» **Exercise task**
Copy out the items below verbatim, starting at the line that contains "TARGET = horse mane" and ending at the last line of the items.

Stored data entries
-----

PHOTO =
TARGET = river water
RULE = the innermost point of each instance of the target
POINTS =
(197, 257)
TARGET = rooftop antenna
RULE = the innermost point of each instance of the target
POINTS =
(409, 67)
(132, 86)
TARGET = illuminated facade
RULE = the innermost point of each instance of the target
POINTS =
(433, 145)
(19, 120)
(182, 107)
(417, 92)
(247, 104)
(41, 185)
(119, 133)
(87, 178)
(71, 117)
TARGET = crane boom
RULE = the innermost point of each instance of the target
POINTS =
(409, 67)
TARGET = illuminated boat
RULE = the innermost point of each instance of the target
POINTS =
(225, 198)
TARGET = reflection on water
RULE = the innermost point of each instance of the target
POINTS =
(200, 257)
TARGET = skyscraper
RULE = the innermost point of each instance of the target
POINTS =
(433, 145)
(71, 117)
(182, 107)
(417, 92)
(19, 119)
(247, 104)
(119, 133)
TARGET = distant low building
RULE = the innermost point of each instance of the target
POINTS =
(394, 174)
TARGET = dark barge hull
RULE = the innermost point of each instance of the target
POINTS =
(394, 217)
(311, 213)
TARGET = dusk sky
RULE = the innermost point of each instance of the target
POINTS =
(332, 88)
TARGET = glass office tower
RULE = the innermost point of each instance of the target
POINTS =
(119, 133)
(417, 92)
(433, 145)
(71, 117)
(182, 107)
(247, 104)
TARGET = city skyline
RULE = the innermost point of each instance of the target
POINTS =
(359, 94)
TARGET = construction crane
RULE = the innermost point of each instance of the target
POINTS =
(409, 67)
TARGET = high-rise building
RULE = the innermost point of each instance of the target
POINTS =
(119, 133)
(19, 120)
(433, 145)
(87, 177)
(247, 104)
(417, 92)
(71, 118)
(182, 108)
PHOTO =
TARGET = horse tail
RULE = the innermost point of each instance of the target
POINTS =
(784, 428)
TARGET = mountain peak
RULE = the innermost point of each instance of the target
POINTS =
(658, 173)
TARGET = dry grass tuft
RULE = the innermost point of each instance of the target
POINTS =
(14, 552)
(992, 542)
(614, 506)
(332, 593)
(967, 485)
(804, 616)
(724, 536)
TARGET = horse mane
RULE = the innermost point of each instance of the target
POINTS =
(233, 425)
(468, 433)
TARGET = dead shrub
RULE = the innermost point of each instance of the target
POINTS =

-----

» **Result of the exercise**
TARGET = horse mane
RULE = the innermost point of each instance of the target
POINTS =
(233, 425)
(468, 433)
TARGET = dead shrub
RULE = the innermost point of each instance of the target
POINTS =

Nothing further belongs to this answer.